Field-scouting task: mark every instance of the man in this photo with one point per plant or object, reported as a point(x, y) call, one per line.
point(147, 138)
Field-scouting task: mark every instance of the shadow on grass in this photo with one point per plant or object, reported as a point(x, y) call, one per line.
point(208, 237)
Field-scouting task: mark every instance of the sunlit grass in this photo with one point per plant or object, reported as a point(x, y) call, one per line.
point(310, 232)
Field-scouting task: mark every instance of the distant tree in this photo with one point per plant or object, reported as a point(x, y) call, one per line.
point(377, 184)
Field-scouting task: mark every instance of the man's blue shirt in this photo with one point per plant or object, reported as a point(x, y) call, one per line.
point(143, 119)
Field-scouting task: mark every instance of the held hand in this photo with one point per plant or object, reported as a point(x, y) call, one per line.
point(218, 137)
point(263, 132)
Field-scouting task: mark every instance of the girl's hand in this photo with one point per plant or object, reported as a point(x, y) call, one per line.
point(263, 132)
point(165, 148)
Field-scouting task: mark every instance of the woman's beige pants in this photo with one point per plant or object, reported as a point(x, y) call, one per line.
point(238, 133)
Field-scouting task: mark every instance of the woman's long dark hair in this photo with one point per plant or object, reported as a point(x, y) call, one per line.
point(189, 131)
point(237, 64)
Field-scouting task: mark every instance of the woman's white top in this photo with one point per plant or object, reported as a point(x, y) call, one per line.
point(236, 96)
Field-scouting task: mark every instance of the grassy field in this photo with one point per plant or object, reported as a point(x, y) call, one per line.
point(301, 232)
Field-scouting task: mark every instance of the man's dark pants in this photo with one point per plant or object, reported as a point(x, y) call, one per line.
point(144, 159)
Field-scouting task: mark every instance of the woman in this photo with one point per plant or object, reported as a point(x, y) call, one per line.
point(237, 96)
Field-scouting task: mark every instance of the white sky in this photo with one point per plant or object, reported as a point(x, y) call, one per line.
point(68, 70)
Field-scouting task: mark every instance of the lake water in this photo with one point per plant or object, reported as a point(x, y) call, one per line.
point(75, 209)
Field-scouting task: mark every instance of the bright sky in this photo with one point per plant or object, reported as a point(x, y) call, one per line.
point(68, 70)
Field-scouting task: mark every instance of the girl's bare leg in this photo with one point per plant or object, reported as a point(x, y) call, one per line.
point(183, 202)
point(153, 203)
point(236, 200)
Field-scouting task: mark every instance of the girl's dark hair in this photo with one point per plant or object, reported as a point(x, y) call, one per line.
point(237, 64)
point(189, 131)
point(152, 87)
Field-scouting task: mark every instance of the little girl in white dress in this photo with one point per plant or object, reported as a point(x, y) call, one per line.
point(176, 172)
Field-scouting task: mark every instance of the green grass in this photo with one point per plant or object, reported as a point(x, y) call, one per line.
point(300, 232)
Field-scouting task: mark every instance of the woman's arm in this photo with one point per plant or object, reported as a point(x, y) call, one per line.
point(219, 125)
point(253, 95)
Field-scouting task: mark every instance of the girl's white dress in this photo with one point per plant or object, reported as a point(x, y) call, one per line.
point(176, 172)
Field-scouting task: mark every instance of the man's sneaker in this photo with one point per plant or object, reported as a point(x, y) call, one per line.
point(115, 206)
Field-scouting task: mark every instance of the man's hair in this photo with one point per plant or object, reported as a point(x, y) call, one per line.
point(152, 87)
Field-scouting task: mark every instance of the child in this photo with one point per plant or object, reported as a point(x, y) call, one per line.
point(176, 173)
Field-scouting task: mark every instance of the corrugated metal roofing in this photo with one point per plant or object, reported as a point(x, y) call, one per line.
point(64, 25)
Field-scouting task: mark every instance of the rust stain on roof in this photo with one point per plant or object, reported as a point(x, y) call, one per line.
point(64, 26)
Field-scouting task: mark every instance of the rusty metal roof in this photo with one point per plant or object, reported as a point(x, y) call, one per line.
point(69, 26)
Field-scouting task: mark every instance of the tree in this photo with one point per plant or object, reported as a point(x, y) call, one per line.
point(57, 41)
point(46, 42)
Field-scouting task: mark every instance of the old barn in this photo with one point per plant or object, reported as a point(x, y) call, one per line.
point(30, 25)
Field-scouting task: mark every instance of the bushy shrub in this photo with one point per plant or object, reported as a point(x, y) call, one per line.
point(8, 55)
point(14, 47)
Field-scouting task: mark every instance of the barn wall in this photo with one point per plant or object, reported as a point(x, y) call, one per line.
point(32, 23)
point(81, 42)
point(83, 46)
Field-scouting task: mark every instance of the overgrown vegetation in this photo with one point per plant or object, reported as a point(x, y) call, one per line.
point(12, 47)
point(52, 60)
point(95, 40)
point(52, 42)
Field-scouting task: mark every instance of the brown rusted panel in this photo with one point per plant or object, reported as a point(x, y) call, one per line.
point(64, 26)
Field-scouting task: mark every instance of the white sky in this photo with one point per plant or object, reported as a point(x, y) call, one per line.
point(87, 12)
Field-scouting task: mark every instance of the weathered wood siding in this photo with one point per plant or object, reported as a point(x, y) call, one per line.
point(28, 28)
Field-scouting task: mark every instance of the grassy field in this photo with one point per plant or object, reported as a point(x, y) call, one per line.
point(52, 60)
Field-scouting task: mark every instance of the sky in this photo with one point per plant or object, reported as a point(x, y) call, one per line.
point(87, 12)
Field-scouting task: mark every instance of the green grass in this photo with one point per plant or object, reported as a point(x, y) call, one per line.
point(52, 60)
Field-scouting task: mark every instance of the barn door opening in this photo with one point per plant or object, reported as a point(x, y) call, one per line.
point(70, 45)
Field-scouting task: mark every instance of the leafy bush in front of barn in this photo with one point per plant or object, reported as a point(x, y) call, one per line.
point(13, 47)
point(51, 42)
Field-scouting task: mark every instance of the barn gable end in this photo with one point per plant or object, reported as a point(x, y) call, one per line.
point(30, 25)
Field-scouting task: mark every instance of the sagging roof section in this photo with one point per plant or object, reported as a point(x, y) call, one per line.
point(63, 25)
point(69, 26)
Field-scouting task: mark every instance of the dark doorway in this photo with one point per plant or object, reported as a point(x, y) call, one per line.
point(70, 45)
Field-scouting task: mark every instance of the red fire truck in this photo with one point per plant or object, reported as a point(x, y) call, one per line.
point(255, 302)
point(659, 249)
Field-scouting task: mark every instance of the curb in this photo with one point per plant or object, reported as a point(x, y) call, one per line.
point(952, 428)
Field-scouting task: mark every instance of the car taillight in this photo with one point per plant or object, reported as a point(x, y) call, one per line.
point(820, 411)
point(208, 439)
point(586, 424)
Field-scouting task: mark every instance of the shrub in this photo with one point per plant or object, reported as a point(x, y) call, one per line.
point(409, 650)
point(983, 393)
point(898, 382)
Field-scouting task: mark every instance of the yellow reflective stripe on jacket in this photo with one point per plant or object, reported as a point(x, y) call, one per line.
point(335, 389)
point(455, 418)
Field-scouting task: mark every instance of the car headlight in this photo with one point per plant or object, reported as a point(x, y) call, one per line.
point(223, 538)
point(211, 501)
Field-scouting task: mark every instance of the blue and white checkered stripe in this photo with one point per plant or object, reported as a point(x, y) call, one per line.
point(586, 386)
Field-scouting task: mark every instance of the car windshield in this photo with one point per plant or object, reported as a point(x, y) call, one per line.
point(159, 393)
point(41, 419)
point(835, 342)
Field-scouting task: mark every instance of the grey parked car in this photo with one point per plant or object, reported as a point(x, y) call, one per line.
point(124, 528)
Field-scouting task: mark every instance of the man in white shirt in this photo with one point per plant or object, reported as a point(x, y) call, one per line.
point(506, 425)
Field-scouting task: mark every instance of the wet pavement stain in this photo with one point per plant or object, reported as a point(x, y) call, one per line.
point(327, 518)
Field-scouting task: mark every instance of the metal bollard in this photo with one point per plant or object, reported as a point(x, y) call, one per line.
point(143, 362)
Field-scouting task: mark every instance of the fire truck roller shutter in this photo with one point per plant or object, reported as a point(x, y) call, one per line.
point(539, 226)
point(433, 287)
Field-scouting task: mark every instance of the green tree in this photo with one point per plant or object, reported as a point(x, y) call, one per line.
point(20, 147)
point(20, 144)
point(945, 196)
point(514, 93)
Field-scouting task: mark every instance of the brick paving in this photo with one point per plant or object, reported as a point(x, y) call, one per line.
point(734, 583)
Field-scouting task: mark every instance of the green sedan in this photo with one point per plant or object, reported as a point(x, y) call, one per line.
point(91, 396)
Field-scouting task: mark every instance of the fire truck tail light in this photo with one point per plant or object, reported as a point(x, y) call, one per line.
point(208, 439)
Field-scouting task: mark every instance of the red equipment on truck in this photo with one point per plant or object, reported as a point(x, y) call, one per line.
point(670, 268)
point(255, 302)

● ● ● ●

__What to do__: Please copy the material word for word, from the line containing "Field-scouting task: mark every instance of the red equipment" through the end of the material, including both of those lines.

__Exercise output__:
Field-scouting task: mark every instance of the red equipment on truck in this photo with one point per plant or object, reported as a point(x, y) call, one per line.
point(670, 268)
point(255, 302)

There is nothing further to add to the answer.